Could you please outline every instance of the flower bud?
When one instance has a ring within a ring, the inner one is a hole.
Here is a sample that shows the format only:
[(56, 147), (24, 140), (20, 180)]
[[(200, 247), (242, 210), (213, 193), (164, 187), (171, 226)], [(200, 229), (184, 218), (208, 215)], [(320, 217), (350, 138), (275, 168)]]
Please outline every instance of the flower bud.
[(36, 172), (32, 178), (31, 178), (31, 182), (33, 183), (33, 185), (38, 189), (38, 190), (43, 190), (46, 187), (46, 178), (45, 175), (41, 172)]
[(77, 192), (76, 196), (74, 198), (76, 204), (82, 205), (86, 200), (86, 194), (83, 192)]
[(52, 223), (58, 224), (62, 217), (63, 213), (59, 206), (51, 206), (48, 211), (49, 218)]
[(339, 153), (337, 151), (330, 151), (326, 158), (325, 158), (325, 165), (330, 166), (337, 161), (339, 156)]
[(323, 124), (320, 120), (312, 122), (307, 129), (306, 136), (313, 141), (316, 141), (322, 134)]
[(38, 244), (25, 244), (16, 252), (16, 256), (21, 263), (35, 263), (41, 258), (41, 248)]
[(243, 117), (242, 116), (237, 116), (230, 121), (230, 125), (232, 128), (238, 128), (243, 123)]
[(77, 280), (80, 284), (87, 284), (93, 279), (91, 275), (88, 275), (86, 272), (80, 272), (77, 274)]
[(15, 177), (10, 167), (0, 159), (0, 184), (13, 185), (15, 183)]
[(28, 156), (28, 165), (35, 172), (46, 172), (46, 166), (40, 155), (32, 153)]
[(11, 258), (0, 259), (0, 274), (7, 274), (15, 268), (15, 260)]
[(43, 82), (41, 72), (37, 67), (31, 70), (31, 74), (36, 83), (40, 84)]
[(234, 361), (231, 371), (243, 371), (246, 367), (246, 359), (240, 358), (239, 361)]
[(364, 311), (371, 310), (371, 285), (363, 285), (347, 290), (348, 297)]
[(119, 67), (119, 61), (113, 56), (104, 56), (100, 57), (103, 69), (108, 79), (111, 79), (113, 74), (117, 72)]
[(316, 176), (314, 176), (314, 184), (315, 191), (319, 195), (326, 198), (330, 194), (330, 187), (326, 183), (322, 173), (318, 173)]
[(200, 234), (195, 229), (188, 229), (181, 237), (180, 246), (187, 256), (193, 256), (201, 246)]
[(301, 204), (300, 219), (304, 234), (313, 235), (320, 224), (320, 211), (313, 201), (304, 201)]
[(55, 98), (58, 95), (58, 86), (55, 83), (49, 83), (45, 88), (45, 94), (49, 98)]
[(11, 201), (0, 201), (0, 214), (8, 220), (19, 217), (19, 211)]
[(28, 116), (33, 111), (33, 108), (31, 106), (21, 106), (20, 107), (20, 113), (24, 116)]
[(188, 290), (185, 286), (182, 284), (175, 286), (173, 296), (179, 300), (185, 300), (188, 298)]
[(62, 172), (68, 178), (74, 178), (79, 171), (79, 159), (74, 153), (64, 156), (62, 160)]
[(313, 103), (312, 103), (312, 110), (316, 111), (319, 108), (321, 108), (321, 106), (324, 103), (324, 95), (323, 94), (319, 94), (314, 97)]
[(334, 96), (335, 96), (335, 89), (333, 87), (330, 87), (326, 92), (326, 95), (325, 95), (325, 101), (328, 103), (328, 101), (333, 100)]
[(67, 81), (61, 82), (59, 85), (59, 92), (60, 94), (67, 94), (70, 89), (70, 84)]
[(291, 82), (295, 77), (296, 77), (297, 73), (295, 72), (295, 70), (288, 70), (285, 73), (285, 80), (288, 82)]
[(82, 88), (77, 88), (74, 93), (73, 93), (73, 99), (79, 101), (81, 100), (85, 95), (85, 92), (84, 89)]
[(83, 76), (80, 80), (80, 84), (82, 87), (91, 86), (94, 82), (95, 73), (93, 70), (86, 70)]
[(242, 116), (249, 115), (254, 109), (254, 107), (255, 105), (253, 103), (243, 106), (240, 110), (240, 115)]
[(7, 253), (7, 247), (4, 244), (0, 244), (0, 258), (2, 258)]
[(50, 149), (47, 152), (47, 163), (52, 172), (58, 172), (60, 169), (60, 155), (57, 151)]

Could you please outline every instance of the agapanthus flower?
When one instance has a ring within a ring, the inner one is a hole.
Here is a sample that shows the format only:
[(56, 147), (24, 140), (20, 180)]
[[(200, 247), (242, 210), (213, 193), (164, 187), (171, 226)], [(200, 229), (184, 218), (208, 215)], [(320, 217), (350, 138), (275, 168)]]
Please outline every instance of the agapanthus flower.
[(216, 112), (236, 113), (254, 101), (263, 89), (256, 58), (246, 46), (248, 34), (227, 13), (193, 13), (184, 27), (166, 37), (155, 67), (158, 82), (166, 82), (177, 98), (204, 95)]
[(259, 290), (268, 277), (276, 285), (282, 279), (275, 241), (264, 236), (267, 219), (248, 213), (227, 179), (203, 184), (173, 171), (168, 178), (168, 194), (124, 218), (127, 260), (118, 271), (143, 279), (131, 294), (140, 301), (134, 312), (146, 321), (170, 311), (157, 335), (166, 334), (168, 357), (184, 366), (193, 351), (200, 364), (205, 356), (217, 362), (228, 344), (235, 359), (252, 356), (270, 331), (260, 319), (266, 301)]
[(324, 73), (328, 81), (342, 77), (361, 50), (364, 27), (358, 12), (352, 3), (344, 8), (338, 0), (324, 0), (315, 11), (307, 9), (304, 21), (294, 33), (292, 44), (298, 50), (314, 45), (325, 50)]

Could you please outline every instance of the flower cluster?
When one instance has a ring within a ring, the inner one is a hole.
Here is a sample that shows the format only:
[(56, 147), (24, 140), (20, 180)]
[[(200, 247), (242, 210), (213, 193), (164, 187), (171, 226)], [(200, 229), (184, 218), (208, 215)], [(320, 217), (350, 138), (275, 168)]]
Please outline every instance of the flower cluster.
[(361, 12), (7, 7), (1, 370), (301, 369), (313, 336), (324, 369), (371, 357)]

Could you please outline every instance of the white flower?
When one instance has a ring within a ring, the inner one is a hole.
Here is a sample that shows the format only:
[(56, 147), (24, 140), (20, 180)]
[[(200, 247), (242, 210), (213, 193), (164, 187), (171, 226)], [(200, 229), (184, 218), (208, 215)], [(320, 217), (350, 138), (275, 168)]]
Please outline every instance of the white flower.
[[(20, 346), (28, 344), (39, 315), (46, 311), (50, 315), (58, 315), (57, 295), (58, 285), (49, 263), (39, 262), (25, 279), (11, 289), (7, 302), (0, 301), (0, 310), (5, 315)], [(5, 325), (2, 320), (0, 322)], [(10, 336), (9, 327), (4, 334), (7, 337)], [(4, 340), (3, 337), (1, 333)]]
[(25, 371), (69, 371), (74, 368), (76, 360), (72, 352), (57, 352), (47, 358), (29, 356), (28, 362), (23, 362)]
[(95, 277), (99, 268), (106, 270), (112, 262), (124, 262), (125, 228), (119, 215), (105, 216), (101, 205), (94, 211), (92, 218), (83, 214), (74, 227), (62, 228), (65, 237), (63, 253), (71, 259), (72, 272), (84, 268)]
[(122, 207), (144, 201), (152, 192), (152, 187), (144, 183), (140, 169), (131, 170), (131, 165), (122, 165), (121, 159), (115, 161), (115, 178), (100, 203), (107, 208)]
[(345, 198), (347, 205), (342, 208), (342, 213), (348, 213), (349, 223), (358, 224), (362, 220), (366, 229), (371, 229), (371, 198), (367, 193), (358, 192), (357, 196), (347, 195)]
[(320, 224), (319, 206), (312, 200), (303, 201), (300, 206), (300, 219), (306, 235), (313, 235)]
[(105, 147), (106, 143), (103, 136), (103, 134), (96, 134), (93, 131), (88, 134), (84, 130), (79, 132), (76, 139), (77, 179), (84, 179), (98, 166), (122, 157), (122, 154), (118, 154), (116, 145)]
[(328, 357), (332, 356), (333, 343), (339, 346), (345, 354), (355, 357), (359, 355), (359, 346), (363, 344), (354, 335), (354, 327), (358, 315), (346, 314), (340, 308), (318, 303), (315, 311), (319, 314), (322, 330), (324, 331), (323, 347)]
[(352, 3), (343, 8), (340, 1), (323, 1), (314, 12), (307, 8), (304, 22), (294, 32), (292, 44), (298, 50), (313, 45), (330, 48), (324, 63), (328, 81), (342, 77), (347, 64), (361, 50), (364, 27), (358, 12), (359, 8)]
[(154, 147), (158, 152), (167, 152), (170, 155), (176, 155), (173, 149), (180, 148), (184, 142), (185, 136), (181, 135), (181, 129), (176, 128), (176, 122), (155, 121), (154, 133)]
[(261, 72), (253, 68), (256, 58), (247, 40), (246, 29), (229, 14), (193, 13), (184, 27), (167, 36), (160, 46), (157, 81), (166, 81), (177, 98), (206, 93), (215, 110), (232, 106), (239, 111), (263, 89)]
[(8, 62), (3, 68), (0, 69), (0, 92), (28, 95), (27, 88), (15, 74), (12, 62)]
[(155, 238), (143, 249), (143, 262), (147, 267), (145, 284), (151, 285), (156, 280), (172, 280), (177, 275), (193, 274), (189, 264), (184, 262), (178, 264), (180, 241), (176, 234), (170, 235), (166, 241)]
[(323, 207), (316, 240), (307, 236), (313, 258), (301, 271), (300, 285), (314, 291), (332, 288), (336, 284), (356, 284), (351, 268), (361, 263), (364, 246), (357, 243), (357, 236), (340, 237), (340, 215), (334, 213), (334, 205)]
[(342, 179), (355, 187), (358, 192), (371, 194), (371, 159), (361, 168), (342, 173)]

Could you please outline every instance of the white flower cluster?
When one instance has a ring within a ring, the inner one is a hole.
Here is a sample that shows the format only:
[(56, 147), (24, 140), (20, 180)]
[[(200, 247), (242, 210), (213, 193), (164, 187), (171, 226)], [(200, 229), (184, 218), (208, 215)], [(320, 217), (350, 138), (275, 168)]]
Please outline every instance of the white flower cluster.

____________________

What the task asks – Please copy the data from the line containing "white flower cluster?" through the end, inclusive, swapping "outline" for "trace" and leaving everything else as it is.

Completed exercise –
Could you please trace every instance of the white flower cluster?
When one instance has a ring within a ring, the inner one is a hole.
Here is a sample that shows the format only:
[(56, 147), (24, 140), (20, 180)]
[[(200, 247), (242, 210), (213, 193), (164, 187), (171, 226)], [(200, 229), (184, 218), (208, 215)], [(320, 217), (350, 138), (275, 168)]]
Please trace every instance of the white flower cluster.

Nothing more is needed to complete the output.